→ Assignment: Write out the passage of the article on Atos benefits assessments from "Atos, who have" up to and including "tribunal in 2012-13.", copying it character for character.

Atos, the medical firm tasked with carrying out the Government’s benefits assessments, has again come under scrutiny after figures revealed that they had wrongly told thousands of sick and disabled Scots that they were fit to return to work.
The data, released via a parliamentary answer provided by the Minister for Work and Pensions, Shailesh Vara, shows that 9, 976 Scots won tribunals after being declared well enough to work.
The figures, gathered in a five-month period up to last September, showed a 43 per cent success rate from the 23, 291 appeals heard. The appeals process is estimated to have cost the UK £66 million last year alone.
Tom Greatrex, Rutherglen and Hamilton West Labour MP, said: “I ask the same question regularly to see where the figures are for Scotland and they have continually fluctuated between around 39 and 42 per cent.”
He added: “The chaos of Atos’ assessment process leaves many people in a situation where they are struggling to pay their bills as a result of decisions which then turn out to be wrong. For more than four out of 10 of the assessments to be wrong and for that not to have improved over two years when the Government have been told about the problems again and again, just highlights there is something fundamentally flawed.”
Atos, who have a contract to carry out the tests until 2015, have been consistently criticised for the quality of their work and more than a quarter of a million people across Britain took their case to a tribunal in 2012-13.
A DWP spokesman said: “A decision on whether someone is well enough to work is taken following a thorough assessment and after consideration of all the supporting medical evidence.
“If a fit for work decision is overturned at appeal, it does not necessarily mean the original decision was inaccurate. Often claimants produce new evidence in their appeal which wasn’t available when the original decision was made.”

→ Data excerpts:
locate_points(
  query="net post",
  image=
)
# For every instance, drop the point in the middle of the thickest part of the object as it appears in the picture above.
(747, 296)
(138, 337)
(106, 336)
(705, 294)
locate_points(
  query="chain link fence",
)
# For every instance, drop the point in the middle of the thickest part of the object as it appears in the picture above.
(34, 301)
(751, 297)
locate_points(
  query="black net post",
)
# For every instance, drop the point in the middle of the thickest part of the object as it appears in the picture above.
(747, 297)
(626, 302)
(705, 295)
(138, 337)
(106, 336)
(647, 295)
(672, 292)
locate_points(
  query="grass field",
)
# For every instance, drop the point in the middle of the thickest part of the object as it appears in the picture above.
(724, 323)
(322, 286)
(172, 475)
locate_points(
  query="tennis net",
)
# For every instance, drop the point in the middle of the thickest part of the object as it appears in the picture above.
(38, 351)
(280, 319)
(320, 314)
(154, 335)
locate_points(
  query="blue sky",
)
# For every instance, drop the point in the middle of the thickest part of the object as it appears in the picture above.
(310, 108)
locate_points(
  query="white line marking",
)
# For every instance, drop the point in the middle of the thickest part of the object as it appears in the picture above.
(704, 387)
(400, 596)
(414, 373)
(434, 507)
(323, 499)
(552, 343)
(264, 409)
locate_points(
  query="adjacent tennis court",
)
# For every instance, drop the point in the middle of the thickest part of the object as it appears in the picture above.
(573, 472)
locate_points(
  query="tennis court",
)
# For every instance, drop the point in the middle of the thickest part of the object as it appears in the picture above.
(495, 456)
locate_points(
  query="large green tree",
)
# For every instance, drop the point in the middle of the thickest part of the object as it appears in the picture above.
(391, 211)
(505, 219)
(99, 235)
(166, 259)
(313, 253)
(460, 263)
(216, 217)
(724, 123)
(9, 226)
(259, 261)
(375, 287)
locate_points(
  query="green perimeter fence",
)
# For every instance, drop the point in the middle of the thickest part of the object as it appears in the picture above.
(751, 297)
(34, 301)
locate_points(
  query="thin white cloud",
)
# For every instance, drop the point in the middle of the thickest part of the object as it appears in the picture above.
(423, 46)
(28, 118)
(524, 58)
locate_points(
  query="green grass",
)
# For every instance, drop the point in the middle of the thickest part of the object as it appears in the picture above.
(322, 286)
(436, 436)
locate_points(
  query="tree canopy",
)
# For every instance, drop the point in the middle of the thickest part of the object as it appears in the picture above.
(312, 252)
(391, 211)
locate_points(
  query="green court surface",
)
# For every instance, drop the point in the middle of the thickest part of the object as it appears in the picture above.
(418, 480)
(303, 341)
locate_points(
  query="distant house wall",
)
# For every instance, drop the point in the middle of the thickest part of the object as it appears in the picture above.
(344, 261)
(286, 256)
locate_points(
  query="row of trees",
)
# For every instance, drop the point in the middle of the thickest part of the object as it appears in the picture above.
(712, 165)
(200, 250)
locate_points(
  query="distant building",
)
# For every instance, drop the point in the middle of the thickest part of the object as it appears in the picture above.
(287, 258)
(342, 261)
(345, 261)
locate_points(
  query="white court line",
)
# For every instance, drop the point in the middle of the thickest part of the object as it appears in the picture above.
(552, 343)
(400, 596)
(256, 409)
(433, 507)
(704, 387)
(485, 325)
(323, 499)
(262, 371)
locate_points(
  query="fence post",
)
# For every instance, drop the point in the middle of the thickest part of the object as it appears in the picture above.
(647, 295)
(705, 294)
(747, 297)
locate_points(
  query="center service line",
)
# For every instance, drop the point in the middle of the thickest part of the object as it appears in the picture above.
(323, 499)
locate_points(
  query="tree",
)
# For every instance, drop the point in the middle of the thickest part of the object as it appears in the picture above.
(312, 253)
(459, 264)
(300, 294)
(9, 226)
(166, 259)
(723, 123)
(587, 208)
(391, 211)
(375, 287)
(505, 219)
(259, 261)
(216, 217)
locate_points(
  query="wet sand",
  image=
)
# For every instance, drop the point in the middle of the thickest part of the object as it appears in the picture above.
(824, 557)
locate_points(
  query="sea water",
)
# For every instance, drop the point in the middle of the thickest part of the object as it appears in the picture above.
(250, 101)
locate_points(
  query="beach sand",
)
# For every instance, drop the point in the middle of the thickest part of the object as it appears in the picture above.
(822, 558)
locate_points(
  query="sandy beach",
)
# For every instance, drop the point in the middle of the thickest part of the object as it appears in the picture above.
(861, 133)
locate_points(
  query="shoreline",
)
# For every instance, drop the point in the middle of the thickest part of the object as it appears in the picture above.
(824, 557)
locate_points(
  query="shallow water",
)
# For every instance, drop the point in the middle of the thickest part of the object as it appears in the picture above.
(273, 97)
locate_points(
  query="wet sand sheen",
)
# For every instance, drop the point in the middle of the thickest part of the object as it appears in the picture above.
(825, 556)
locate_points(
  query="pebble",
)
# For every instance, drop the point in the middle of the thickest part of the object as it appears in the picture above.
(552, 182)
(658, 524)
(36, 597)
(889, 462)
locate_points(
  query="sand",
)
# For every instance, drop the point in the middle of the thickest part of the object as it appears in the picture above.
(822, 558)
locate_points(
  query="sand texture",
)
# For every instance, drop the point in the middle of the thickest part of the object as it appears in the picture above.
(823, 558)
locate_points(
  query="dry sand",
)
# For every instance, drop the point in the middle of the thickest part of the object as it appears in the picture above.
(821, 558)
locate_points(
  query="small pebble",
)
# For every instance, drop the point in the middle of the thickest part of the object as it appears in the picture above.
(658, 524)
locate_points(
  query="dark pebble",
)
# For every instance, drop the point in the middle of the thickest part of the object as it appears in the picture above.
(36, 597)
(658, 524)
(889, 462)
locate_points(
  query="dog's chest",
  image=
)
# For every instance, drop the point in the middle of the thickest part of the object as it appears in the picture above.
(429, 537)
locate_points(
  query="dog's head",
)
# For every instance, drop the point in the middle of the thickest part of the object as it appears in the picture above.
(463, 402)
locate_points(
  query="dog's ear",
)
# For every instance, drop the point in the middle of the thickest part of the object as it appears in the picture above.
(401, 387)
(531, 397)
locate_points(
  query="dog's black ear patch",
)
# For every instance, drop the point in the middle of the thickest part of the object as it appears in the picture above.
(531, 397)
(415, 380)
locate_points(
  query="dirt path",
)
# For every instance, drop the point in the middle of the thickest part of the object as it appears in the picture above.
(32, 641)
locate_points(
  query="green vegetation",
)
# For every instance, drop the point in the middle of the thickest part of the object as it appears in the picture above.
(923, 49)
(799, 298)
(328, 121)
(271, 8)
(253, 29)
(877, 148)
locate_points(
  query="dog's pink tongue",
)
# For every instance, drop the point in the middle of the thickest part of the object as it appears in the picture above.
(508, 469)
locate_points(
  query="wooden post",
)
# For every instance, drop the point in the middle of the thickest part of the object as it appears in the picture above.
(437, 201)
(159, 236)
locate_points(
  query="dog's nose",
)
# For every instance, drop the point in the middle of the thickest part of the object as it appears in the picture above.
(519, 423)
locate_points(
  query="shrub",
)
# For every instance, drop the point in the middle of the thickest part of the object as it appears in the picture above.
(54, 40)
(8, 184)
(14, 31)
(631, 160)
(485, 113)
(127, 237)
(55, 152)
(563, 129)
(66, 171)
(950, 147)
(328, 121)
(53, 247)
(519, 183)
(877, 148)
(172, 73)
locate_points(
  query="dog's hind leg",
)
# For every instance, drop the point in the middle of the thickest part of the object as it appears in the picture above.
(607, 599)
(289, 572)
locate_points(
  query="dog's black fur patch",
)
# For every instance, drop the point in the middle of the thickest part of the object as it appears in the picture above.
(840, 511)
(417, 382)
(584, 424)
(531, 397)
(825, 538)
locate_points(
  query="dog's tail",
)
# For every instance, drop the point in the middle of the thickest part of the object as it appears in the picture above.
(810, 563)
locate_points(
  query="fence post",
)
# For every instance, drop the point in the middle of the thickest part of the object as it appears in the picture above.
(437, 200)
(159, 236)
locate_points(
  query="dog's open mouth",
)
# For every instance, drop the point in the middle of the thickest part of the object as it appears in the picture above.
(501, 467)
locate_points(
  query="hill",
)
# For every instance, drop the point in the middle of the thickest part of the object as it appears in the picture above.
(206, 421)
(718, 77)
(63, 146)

→ Task response:
Atos, who have a contract to carry out the tests until 2015, have been consistently criticised for the quality of their work and more than a quarter of a million people across Britain took their case to a tribunal in 2012-13.